◆ Work to be completed
Give back all the entries below. Omit none of them.

Data records:
╔══
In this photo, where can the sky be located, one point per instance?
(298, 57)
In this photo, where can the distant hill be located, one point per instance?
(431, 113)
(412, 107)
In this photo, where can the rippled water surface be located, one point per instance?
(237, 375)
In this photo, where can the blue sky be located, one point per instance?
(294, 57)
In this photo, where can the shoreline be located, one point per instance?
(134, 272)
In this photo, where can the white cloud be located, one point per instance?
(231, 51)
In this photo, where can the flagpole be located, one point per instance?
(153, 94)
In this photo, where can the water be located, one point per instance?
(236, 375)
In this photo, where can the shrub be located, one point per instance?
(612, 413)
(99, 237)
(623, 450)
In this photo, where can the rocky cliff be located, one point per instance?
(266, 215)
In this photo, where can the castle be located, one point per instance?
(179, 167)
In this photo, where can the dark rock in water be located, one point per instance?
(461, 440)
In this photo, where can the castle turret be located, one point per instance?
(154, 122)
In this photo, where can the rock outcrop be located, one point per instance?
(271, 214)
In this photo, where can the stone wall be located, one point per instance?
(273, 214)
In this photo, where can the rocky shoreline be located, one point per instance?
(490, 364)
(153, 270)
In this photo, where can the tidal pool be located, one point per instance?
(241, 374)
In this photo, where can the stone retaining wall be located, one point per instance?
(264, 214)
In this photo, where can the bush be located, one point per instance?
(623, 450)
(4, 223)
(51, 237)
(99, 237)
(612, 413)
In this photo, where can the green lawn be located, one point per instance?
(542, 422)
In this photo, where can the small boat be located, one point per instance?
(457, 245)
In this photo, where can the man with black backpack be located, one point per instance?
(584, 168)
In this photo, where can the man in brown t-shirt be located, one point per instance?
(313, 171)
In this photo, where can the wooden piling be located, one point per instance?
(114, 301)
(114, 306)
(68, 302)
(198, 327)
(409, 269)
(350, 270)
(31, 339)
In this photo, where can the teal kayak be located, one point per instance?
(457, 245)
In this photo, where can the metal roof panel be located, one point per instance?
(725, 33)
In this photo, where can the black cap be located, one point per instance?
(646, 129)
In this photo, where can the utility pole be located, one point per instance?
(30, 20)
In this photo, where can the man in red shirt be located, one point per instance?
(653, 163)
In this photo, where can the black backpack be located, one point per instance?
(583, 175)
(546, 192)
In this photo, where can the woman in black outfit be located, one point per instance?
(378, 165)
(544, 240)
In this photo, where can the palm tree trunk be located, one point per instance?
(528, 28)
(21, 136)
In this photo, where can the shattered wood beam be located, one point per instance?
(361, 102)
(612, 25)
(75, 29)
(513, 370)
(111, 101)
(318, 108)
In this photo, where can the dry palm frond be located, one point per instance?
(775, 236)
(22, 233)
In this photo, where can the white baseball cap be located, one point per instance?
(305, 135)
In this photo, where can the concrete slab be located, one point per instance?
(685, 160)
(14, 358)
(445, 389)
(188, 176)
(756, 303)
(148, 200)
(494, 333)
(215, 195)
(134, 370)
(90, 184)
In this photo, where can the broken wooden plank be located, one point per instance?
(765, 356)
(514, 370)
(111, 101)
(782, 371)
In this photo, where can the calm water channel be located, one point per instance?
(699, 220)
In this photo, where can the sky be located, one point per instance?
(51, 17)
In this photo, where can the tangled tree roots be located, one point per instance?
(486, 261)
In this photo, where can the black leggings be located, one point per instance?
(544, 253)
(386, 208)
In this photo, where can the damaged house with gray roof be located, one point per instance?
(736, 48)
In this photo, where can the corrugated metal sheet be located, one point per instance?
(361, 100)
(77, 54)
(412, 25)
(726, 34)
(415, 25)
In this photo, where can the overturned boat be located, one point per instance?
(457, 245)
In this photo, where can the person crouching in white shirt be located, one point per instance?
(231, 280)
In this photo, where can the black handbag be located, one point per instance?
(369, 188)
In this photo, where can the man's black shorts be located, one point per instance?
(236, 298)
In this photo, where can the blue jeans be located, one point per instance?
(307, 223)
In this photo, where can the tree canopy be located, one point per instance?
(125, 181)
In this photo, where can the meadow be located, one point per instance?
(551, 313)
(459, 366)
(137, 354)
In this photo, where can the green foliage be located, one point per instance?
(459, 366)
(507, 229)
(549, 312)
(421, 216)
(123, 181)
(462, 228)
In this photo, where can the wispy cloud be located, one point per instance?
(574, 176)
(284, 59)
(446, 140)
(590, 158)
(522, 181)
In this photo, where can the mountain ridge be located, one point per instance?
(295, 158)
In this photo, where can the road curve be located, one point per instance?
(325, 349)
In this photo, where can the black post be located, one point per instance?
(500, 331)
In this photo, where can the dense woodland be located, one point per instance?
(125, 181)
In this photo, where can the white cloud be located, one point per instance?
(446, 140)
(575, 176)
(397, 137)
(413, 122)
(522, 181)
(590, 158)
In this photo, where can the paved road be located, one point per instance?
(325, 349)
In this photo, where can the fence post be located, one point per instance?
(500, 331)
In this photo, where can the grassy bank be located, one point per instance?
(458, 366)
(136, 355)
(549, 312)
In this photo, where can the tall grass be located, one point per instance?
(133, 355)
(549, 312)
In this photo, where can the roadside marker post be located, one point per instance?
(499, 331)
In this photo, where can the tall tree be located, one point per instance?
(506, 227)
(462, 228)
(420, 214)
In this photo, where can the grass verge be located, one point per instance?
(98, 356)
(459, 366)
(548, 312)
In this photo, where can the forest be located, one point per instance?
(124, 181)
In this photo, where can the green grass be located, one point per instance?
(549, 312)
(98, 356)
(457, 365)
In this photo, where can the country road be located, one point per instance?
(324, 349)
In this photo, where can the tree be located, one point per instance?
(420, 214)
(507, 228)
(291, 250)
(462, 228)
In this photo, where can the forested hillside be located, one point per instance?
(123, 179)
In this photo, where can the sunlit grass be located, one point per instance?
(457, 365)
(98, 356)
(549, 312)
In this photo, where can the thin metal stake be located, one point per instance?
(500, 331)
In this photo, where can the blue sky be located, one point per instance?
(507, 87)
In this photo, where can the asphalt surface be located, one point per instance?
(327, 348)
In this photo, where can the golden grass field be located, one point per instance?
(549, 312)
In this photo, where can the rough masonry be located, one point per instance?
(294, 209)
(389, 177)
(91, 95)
╚══
◆ Problem solution
In this photo, where can the sky be located, one point per instance?
(298, 57)
In this photo, where can the distant hill be located, one point per instance?
(431, 113)
(412, 107)
In this photo, where can the rippled water surface be located, one point per instance?
(237, 375)
In this photo, where can the blue sky be located, one point per instance?
(294, 57)
In this photo, where can the shoreline be located, one point per instance?
(134, 272)
In this photo, where can the white cloud be located, one point per instance?
(231, 51)
In this photo, where can the flagpole be located, one point per instance?
(153, 94)
In this photo, where can the water be located, one point per instance?
(236, 375)
In this photo, where can the shrub be located, one point per instance?
(612, 413)
(99, 237)
(623, 450)
In this photo, where can the rocky cliff be located, one point per instance?
(266, 215)
In this photo, where can the castle be located, one point per instance?
(179, 167)
In this photo, where can the dark rock in water be located, one point per instance?
(461, 440)
In this photo, where can the castle turret be located, one point per instance?
(154, 122)
In this photo, where can the rock outcrop be located, one point per instance?
(271, 214)
In this photo, where can the stone wall be located, one point per instance?
(273, 214)
In this photo, where can the rocky shoreline be located, one point per instance?
(490, 364)
(153, 270)
In this photo, where can the tidal pool be located, one point per instance?
(241, 374)
In this photo, where can the stone retaining wall be located, one point per instance?
(264, 214)
In this photo, where can the bush be located, one point per instance?
(623, 450)
(4, 223)
(51, 237)
(99, 237)
(612, 413)
In this photo, where can the green lawn be located, one point per instance?
(542, 422)
In this photo, where can the small boat be located, one point per instance?
(457, 245)
In this photo, where can the man with black backpack be located, one point per instance?
(584, 168)
In this photo, where can the man in brown t-shirt be located, one point per instance?
(313, 171)
In this photo, where can the wooden piling be located, one point per instance?
(114, 301)
(114, 306)
(68, 302)
(198, 327)
(409, 269)
(350, 270)
(31, 339)
In this photo, where can the teal kayak be located, one point per instance?
(457, 245)
In this photo, where can the metal roof panel be located, one point per instance?
(725, 33)
In this photo, where can the black cap be located, one point per instance?
(646, 129)
In this photo, where can the utility pole be located, one point per instance?
(30, 20)
In this photo, where can the man in red shirt be located, one point per instance?
(653, 163)
In this photo, where can the black backpack be located, one point per instance?
(583, 175)
(546, 192)
In this photo, where can the woman in black outfit be located, one point per instance?
(378, 165)
(544, 240)
In this photo, where can the palm tree trunk be located, one point per instance?
(528, 28)
(21, 136)
In this photo, where can the shattered wood beam be located, one point per instance?
(361, 102)
(612, 25)
(75, 29)
(513, 370)
(111, 101)
(318, 108)
In this photo, where can the dry palm frond be located, one point per instance?
(775, 236)
(22, 233)
In this photo, where can the white baseball cap be located, one point per instance?
(305, 135)
In this photo, where can the concrete slab be located, one point per instance?
(685, 160)
(14, 358)
(445, 389)
(188, 176)
(756, 303)
(148, 200)
(494, 333)
(215, 195)
(134, 370)
(90, 184)
In this photo, where can the broken wooden plank be located, one point per instance?
(765, 356)
(514, 370)
(111, 101)
(782, 371)
In this photo, where can the calm water channel be located, one point per instance?
(699, 220)
In this photo, where can the sky be located, one point per instance?
(51, 17)
In this photo, where can the tangled tree roots be located, one point per instance?
(486, 261)
In this photo, where can the black leggings be located, one point per instance?
(544, 253)
(386, 208)
In this photo, where can the damaged house with gray roof be located, one point per instance?
(736, 48)
In this photo, where can the corrugated metal sheet be located, one point per instance?
(361, 100)
(77, 54)
(412, 25)
(726, 34)
(415, 25)
In this photo, where can the overturned boat be located, one point per instance?
(457, 245)
In this photo, where can the person crouching in white shirt be located, one point per instance?
(231, 280)
In this photo, where can the black handbag be located, one point per instance?
(369, 188)
In this photo, where can the man's black shorts be located, one point per instance?
(236, 298)
In this photo, where can the blue jeans be located, one point per instance?
(307, 223)
In this photo, where can the tree canopy be located, one point per instance?
(125, 181)
In this photo, where can the meadow be located, one point per instance?
(551, 313)
(459, 366)
(137, 354)
In this photo, where can the green foliage be located, one point per instance?
(459, 366)
(507, 229)
(549, 312)
(421, 216)
(123, 181)
(462, 228)
In this photo, where can the wispy cloud be located, one point per instance?
(574, 176)
(284, 59)
(446, 140)
(590, 158)
(522, 181)
In this photo, where can the mountain ridge be located, one point per instance?
(295, 158)
In this photo, where can the road curve be located, one point per instance?
(325, 349)
In this photo, where can the black post be located, one point per instance?
(500, 331)
In this photo, where can the dense woodland be located, one point per instance?
(125, 181)
In this photo, where can the white cloud be located, one point per instance?
(446, 140)
(575, 176)
(397, 137)
(413, 122)
(522, 181)
(590, 158)
In this photo, where can the paved road be located, one point per instance?
(325, 349)
In this photo, where can the fence post be located, one point per instance?
(500, 331)
In this photo, where can the grassy bank be located, one point per instance?
(458, 366)
(136, 355)
(549, 312)
In this photo, where can the tall grass be located, one point per instance?
(133, 355)
(549, 312)
In this photo, where can the roadside marker post be located, one point per instance?
(499, 331)
In this photo, where can the tall tree be located, one point per instance?
(506, 227)
(462, 228)
(420, 214)
In this photo, where can the grass verge be located, one point per instance?
(98, 356)
(459, 366)
(548, 312)
In this photo, where can the forest be located, one point per instance?
(124, 181)
In this photo, where can the green grass be located, one point per instance?
(549, 312)
(98, 356)
(457, 365)
In this photo, where can the country road be located, one point per instance?
(324, 349)
In this photo, where can the tree be located, one point per instance?
(420, 214)
(507, 228)
(291, 250)
(462, 228)
In this photo, where can the forested hillside be located, one point per instance?
(123, 179)
In this photo, where can the sunlit grass be located, one point per instance?
(457, 365)
(98, 356)
(549, 312)
In this photo, where can the thin metal stake be located, one point per instance?
(500, 331)
In this photo, where can the blue sky be located, one point per instance?
(507, 87)
In this photo, where can the asphalt surface be located, one point per instance?
(327, 348)
In this photo, where can the golden grass field be located, one point per instance?
(549, 312)
In this photo, where can the rough masonry be located, one point per instance?
(294, 209)
(389, 177)
(91, 95)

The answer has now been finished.